Location identification records:
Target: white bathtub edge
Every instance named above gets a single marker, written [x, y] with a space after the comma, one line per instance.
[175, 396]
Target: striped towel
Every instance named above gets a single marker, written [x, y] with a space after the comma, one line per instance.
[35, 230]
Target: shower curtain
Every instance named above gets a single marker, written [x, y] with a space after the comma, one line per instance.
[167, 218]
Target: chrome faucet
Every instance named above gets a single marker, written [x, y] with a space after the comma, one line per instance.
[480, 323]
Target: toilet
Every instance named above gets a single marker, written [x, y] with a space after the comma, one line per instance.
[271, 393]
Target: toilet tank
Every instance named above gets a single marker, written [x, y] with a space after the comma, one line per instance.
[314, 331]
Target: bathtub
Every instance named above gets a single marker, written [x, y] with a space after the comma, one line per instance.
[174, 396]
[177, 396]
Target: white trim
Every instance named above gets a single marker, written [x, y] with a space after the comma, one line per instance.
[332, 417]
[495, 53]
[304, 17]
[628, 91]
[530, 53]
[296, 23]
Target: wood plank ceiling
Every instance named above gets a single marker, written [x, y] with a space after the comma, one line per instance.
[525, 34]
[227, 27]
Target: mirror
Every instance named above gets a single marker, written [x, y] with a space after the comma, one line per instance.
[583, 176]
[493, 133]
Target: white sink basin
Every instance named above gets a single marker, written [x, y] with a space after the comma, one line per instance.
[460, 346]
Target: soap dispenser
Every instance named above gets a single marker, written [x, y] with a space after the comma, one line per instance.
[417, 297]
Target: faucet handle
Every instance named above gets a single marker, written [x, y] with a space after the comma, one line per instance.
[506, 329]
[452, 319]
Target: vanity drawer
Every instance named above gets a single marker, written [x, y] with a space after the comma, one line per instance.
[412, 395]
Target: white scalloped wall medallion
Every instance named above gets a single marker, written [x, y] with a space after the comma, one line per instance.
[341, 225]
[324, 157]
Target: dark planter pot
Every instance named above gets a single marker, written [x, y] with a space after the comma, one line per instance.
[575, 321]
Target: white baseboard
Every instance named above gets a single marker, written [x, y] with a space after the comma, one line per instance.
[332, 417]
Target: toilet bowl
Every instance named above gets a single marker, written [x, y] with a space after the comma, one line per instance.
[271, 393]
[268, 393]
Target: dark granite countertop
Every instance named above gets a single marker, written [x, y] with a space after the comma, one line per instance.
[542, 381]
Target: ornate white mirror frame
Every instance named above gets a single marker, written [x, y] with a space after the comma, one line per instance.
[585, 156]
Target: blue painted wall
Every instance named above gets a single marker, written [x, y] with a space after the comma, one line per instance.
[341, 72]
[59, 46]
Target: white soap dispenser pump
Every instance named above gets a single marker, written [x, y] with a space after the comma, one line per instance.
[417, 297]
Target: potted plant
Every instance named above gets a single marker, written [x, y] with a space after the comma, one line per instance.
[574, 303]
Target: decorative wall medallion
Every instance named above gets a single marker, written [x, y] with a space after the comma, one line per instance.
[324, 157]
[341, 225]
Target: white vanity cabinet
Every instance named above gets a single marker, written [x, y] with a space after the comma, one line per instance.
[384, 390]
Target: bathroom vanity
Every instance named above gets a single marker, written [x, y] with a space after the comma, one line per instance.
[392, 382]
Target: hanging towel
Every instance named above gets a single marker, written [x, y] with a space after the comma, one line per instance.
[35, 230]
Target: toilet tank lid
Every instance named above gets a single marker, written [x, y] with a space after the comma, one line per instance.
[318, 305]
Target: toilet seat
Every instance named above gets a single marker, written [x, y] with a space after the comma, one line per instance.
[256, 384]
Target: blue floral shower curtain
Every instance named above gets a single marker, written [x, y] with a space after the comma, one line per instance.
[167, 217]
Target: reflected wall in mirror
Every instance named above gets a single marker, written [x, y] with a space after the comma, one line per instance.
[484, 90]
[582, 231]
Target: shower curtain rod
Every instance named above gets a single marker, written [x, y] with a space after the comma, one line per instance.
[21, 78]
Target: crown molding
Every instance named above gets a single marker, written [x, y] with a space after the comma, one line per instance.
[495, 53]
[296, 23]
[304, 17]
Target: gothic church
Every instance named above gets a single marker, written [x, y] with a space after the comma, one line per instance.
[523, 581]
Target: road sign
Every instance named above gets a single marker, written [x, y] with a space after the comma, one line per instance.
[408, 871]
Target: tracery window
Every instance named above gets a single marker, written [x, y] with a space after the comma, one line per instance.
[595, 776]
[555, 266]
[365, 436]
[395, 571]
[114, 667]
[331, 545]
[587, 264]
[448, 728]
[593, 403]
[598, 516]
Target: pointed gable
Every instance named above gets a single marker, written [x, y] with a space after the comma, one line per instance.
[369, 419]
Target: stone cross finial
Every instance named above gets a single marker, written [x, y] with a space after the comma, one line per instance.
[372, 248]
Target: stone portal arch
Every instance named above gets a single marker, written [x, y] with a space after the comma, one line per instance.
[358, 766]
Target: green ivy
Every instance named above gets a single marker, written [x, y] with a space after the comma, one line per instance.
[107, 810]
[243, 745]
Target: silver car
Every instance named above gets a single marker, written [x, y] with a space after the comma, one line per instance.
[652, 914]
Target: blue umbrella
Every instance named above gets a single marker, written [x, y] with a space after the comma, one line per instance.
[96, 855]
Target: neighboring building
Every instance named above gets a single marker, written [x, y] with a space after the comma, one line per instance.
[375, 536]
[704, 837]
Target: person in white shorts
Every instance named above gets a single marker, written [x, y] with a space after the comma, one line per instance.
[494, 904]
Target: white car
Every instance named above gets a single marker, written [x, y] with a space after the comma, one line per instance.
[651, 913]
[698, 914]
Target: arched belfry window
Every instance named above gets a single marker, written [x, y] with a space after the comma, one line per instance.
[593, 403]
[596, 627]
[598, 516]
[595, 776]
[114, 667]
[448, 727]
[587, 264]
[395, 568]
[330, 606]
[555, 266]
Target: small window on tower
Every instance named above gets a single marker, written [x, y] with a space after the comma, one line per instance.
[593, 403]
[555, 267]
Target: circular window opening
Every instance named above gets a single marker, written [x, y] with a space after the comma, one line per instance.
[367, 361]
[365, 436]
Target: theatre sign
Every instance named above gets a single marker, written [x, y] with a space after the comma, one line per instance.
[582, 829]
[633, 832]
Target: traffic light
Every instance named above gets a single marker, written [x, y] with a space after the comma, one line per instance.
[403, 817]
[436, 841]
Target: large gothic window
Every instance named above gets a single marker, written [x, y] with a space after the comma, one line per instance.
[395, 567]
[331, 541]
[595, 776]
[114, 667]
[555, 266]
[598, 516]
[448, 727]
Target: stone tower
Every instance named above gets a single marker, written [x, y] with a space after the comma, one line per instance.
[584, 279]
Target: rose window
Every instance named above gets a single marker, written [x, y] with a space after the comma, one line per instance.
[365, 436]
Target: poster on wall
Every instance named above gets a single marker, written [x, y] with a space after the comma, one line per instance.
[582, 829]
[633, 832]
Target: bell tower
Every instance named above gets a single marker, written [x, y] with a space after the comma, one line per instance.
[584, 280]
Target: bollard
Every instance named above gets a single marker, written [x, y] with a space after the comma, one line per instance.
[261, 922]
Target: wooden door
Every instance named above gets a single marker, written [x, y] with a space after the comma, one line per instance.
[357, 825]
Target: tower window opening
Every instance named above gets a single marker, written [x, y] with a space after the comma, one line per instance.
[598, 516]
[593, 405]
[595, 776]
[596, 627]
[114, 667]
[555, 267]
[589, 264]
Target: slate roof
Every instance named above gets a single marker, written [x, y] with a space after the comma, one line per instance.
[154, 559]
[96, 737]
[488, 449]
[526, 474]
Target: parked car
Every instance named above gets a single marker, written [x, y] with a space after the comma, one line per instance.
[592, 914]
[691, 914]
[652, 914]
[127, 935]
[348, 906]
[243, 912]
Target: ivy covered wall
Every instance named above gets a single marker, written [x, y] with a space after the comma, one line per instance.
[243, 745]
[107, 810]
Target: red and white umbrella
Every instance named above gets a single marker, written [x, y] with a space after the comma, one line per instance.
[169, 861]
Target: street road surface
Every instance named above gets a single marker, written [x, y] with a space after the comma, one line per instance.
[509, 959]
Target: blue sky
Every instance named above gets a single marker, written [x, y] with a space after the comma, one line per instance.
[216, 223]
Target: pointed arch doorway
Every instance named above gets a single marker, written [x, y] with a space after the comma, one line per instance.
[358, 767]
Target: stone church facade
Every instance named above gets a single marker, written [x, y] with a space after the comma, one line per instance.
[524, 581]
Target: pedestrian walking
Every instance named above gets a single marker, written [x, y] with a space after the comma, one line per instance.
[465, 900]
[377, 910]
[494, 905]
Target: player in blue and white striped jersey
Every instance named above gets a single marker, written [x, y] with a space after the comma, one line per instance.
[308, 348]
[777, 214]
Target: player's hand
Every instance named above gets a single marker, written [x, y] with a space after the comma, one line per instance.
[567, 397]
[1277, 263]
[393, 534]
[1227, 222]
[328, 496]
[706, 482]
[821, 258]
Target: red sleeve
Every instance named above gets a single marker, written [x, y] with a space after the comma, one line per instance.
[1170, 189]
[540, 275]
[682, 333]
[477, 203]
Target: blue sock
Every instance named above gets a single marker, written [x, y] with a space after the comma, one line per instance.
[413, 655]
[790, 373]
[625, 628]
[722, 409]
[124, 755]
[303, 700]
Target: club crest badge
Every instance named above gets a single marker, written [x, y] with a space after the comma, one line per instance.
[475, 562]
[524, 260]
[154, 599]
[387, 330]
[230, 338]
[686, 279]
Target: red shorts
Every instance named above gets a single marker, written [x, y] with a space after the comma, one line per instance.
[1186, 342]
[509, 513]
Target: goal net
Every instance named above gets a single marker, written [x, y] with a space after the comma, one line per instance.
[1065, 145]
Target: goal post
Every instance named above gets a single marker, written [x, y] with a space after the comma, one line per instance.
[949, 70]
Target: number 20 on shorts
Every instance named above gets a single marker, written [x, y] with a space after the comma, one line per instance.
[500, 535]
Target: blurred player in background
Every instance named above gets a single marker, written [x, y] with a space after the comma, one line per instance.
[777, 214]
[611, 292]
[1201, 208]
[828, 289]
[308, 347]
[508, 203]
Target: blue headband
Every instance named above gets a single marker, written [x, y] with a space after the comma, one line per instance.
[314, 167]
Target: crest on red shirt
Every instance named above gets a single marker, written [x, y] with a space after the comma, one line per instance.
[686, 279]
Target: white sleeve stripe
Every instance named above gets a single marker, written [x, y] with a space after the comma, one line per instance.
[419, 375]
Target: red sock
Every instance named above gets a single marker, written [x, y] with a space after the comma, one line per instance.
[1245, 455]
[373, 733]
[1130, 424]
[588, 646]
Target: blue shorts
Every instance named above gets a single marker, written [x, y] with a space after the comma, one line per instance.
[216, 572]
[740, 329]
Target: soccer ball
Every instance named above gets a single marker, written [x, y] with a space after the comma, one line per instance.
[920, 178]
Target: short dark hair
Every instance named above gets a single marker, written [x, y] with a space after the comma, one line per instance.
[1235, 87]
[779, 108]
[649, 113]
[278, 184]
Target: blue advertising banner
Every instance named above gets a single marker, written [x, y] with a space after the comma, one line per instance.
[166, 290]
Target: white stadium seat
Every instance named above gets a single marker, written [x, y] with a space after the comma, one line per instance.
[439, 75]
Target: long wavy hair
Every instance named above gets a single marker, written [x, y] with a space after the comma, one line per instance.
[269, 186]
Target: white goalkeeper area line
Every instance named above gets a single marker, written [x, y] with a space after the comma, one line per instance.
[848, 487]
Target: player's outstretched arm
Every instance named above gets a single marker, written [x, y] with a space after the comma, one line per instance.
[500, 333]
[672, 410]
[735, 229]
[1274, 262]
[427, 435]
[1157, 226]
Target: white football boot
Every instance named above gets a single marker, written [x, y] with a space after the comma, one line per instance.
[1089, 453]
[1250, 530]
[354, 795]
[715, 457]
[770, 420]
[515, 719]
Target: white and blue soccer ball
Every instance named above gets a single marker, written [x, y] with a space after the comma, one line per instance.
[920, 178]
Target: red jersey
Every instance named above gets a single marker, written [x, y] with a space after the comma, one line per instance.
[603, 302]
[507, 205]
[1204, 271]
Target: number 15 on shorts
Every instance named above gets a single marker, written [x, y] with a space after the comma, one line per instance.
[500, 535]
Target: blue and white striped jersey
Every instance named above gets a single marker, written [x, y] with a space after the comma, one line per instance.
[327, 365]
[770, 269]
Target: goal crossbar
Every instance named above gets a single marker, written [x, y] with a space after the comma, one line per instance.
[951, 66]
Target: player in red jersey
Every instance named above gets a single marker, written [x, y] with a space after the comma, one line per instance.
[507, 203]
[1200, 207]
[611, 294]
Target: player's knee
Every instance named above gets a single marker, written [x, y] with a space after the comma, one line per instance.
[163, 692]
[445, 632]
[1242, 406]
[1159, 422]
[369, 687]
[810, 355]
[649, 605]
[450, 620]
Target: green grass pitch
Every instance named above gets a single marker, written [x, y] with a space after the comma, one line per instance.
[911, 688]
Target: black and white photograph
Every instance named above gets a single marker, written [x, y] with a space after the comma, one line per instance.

Your goal ▸ Starting with the line that contains "Target: red jersey" and going on through the end of the records, give those lines again, changing "jersey" to "shirt" everywhere it appears and leaving everything else as it is.

Response ▸
Target: red shirt
Every instance named above gets a single marker, written [x, y] with a space after the comma, one line per instance.
[603, 302]
[507, 205]
[1204, 271]
Target: number 15 on shorts
Every instance named above gets a single marker, written [x, y] with a space after the comma, one line per instance.
[500, 535]
Target: blue and white striped shirt
Every instance named above gets a single marker, written [x, y] with a space after the comma, one line per instance.
[327, 365]
[770, 269]
Target: goal crossbar
Every instance named above gets a single marker, written [x, y] with a space after the comma, one line per instance.
[951, 66]
Target: player in red shirt
Every instance named above gets a single marker, written [x, y] with a space after the comma, one line per instance.
[507, 203]
[1200, 207]
[611, 294]
Target: player's knee
Every instance named above gets a single marker, written [x, y] with a space after the comma, one line per instance.
[163, 692]
[445, 632]
[1242, 406]
[1159, 422]
[369, 687]
[810, 355]
[649, 605]
[450, 620]
Target: green grass pitch
Every instance named above gets a single marker, written [x, y] with a space after the comma, one line per instance.
[911, 688]
Target: black and white photograph
Every instance named above gets a single marker, written [x, y] with a space after the comma, one line per instance.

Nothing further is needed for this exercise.